::: Supplied text

# Any recommended substrate that can be found at Home Depot or Lowe's?



## JulieS (Jun 16, 2015)

Hello all,

I need to put a substrate in a 200-gallon aquarium for a hatchling (Sulcata), and that seems like a lot of little $10 bags of cypress mulch from the reptile store (which is 2 hours of driving as well).

Is there something which would come in a 40 or 50-lb bag from a store like Home Depot or Lowe's that would be suitable and safe? (Only an hour's drive also for that trip) If there is, could someone either link a picture of the bag from their website or give me the exact name?

Also, does anyone ever just put potting soil in the bottom and then lay grass sod over the top to keep a tortoise on its own little lawn? If that's been done successfully, is there a best type of grass? I'm assuming there's lighting out there which could keep it alive (I'm used to lighting corals in my reef tanks). Or would tortoise temperatures be too much for most grass species longterm?

Thanks in advance,

Julie


----------



## Yelloweyed (Jun 16, 2015)

::::::

[Written request 1]: Extract every line of the records below that contains the string "jumpsuit".

::: Records supplied

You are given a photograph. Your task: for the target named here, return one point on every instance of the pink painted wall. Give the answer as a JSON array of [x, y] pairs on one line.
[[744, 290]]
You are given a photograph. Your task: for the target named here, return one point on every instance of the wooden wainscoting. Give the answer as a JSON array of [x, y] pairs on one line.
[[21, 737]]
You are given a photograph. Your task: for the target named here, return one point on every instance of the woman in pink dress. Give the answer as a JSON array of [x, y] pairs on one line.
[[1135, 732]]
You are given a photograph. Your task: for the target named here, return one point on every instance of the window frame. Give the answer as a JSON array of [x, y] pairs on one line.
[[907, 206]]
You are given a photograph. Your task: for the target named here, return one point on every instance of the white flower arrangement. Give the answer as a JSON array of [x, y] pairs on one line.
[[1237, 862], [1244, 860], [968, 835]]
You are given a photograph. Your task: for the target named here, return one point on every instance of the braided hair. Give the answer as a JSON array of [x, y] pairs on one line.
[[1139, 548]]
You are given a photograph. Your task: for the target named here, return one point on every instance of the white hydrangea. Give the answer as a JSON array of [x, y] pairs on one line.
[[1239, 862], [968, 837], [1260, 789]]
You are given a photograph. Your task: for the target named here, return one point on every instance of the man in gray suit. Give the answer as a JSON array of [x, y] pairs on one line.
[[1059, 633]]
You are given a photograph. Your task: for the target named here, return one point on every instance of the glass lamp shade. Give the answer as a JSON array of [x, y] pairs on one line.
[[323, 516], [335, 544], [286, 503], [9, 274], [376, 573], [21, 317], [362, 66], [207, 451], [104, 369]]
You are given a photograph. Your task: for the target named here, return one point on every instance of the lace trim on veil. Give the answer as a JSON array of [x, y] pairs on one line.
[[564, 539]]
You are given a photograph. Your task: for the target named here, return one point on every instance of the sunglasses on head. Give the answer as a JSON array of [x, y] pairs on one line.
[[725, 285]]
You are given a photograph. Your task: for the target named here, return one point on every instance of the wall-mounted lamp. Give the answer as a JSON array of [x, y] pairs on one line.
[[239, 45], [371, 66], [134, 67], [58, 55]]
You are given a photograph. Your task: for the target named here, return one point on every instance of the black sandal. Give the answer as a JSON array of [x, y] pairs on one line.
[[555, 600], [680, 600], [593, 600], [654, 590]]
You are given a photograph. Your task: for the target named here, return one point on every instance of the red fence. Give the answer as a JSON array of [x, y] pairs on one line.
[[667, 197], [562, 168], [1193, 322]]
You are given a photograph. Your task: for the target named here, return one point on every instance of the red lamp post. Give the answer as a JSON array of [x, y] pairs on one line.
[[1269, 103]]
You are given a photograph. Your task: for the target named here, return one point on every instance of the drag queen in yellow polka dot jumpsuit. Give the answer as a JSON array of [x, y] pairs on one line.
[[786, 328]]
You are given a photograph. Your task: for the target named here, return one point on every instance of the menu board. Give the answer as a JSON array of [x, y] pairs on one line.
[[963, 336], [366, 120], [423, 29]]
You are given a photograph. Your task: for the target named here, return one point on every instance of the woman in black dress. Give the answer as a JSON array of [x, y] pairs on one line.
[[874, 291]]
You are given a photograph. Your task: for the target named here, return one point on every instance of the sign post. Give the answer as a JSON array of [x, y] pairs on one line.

::::::

[Written request 2]: From the tortoise substrate thread, reproduce the passage between "Is there something" and "Yelloweyed (Jun 16, 2015)", inclusive, substituting "topsoil" for "potting soil" wherever it occurs.

[Right answer 1]:
You are given a photograph. Your task: for the target named here, return one point on every instance of the drag queen in yellow polka dot jumpsuit. Give the answer as a JSON array of [x, y] pairs on one line.

[Right answer 2]:
Is there something which would come in a 40 or 50-lb bag from a store like Home Depot or Lowe's that would be suitable and safe? (Only an hour's drive also for that trip) If there is, could someone either link a picture of the bag from their website or give me the exact name?

Also, does anyone ever just put topsoil in the bottom and then lay grass sod over the top to keep a tortoise on its own little lawn? If that's been done successfully, is there a best type of grass? I'm assuming there's lighting out there which could keep it alive (I'm used to lighting corals in my reef tanks). Or would tortoise temperatures be too much for most grass species longterm?

Thanks in advance,

Julie


----------



## Yelloweyed (Jun 16, 2015)